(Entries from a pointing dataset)
— begin —
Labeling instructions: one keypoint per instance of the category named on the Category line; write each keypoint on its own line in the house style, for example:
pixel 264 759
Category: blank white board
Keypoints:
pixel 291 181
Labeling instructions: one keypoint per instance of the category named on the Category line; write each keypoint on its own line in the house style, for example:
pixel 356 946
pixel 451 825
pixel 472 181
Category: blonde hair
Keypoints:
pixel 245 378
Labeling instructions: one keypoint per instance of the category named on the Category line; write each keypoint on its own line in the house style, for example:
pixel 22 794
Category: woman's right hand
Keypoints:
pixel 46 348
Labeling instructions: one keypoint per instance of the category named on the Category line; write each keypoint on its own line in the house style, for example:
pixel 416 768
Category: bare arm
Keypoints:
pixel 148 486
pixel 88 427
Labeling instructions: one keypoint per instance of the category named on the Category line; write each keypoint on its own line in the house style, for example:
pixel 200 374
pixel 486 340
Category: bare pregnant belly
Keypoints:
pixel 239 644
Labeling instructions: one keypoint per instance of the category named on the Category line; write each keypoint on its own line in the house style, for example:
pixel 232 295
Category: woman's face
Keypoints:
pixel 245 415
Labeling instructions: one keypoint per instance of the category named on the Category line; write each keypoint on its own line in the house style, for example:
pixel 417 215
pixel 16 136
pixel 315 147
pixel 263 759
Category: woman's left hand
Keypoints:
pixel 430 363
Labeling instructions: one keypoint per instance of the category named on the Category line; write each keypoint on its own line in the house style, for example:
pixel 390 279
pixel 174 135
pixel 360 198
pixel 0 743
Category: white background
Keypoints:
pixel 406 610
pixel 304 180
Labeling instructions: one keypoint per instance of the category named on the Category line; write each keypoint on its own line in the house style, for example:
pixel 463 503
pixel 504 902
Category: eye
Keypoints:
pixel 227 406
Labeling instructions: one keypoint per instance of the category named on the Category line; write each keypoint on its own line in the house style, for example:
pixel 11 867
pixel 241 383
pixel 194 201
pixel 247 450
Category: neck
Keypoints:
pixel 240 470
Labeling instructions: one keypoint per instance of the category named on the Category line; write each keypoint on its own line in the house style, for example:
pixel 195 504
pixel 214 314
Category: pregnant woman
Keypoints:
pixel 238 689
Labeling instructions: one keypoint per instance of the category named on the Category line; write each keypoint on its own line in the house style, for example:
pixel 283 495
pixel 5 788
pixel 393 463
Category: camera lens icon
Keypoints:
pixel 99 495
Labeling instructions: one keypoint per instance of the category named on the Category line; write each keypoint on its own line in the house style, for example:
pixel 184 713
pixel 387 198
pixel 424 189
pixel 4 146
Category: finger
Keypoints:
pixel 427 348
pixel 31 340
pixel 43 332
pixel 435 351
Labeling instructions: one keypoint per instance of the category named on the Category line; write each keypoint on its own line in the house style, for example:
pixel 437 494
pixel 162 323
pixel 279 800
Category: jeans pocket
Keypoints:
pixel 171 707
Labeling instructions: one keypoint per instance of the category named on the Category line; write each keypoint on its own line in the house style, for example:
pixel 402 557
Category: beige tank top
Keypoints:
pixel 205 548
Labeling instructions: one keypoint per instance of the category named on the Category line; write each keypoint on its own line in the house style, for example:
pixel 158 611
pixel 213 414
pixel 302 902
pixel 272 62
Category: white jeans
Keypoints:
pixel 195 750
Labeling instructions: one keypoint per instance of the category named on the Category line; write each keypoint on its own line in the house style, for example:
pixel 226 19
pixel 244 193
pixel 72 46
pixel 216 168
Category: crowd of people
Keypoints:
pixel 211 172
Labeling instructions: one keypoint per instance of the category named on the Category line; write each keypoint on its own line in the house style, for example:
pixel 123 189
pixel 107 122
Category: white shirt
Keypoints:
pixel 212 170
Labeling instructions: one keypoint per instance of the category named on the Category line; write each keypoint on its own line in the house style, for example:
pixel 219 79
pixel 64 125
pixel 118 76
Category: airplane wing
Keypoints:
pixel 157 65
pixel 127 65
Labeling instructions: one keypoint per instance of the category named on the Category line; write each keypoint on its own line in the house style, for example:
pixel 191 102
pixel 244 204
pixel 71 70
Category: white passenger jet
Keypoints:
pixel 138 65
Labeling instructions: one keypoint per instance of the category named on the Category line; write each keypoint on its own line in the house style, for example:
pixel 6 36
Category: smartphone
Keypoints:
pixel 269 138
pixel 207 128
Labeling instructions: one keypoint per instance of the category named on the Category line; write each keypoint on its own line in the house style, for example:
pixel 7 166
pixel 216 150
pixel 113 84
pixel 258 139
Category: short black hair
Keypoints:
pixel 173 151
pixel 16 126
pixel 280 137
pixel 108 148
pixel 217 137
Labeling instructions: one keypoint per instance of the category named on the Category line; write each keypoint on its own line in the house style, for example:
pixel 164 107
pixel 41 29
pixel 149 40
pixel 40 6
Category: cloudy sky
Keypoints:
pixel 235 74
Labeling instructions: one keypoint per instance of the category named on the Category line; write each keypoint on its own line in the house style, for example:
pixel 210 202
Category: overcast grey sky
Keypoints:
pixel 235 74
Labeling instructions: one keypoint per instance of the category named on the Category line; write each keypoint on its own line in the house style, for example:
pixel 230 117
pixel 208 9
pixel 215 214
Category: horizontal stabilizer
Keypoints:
— end —
▶ **What you should do**
Reproduce every line of the records above without any changes.

▶ **Written reply**
Labeling instructions: one keypoint per instance of the category named on the Category line; write each keypoint on its own line in the house style, for example:
pixel 264 759
Category: blank white board
Keypoints:
pixel 291 181
Labeling instructions: one keypoint per instance of the category named on the Category line; write each keypoint on its own line in the house style, for example:
pixel 356 946
pixel 451 825
pixel 472 181
Category: blonde hair
Keypoints:
pixel 245 378
Labeling instructions: one keypoint per instance of the category named on the Category line; write each keypoint on its own line in the house style, for example:
pixel 22 794
Category: woman's right hand
Keypoints:
pixel 46 348
Labeling instructions: one keypoint per instance of the category named on the Category line; write each keypoint on its own line in the house style, for example:
pixel 416 768
Category: bare arm
Keypoints:
pixel 148 486
pixel 88 427
Labeling instructions: one keypoint per instance of the category named on the Category line; write each keypoint on its own line in the house style, for example:
pixel 200 374
pixel 486 340
Category: bare pregnant belly
Keypoints:
pixel 239 644
Labeling instructions: one keypoint per instance of the category named on the Category line; write each keypoint on its own line in the house style, for example:
pixel 232 295
Category: woman's face
Keypoints:
pixel 245 415
Labeling instructions: one keypoint per instance of the category named on the Category line; write each keypoint on its own line in the house style, for example:
pixel 417 215
pixel 16 136
pixel 315 147
pixel 263 759
Category: woman's left hand
Keypoints:
pixel 430 363
Labeling instructions: one keypoint per instance of the category named on the Category line; write each keypoint on its own line in the house style, for example:
pixel 390 279
pixel 174 135
pixel 360 198
pixel 0 743
Category: white background
Keypoints:
pixel 406 610
pixel 304 180
Labeling instructions: one keypoint per instance of the category named on the Category line; write each keypoint on its own line in the house style, for example:
pixel 463 503
pixel 504 902
Category: eye
Keypoints:
pixel 227 406
Labeling instructions: one keypoint per instance of the category named on the Category line; write each keypoint on its own line in the house style, for example:
pixel 11 867
pixel 241 383
pixel 194 201
pixel 247 450
Category: neck
Keypoints:
pixel 240 470
Labeling instructions: one keypoint per instance of the category named on the Category line; write each keypoint on its own line in the house style, for example:
pixel 195 504
pixel 214 314
Category: pregnant woman
Keypoints:
pixel 238 689
Labeling instructions: one keypoint per instance of the category named on the Category line; write each keypoint on its own line in the house style, for example:
pixel 283 495
pixel 5 788
pixel 393 463
Category: camera lens icon
Keypoints:
pixel 99 495
Labeling instructions: one keypoint per instance of the category named on the Category line; write each keypoint on its own line in the house style, for example:
pixel 184 713
pixel 387 198
pixel 424 189
pixel 4 146
Category: finger
Keypoints:
pixel 427 348
pixel 31 340
pixel 43 332
pixel 435 351
Labeling instructions: one keypoint per instance of the category named on the Category line; write each keypoint on its own line in the house style, for example:
pixel 437 494
pixel 162 323
pixel 279 800
Category: jeans pocket
Keypoints:
pixel 171 707
Labeling instructions: one keypoint per instance of the category named on the Category line; write each keypoint on its own line in the house style, for example:
pixel 402 557
Category: beige tank top
Keypoints:
pixel 205 548
Labeling instructions: one keypoint per instance of the category named on the Category line; write each keypoint on its own line in the house style, for example:
pixel 158 611
pixel 213 414
pixel 302 902
pixel 272 62
Category: white jeans
Keypoints:
pixel 195 750
Labeling instructions: one keypoint per instance of the category named on the Category line; write each keypoint on its own line in the house style, for example:
pixel 226 19
pixel 244 193
pixel 72 46
pixel 216 168
Category: crowd of people
Keypoints:
pixel 211 172
Labeling instructions: one keypoint per instance of the category named on the Category line; write each keypoint on its own line in the house style, for example:
pixel 123 189
pixel 107 122
Category: white shirt
Keypoints:
pixel 212 170
Labeling instructions: one keypoint per instance of the category named on the Category line; write each keypoint on its own line in the house style, for example:
pixel 219 79
pixel 64 125
pixel 118 76
Category: airplane wing
Keypoints:
pixel 157 65
pixel 127 65
Labeling instructions: one keypoint per instance of the category named on the Category line; write each keypoint on its own line in the house style, for example:
pixel 191 102
pixel 244 204
pixel 71 70
Category: white passenger jet
Keypoints:
pixel 138 65
Labeling instructions: one keypoint per instance of the category named on the Category line; write each keypoint on its own line in the house style, for example:
pixel 6 36
Category: smartphone
Keypoints:
pixel 269 138
pixel 207 128
Labeling instructions: one keypoint per instance of the category named on the Category line; write each keypoint on its own line in the house style, for example:
pixel 7 166
pixel 216 150
pixel 113 84
pixel 258 139
Category: short black hair
Keypoints:
pixel 173 151
pixel 16 126
pixel 280 137
pixel 108 148
pixel 217 137
Labeling instructions: one keypoint per instance of the category named on the Category line; write each keypoint on its own line in the house style, for example:
pixel 164 107
pixel 41 29
pixel 149 40
pixel 40 6
Category: cloudy sky
Keypoints:
pixel 235 74
Labeling instructions: one keypoint per instance of the category named on the Category line; write each keypoint on its own line in the house style, for example:
pixel 210 202
Category: overcast grey sky
Keypoints:
pixel 235 74
Labeling instructions: one keypoint per instance of the category named on the Category line; write each keypoint on its own line in the house style, for example:
pixel 230 117
pixel 208 9
pixel 215 214
Category: horizontal stabilizer
Keypoints:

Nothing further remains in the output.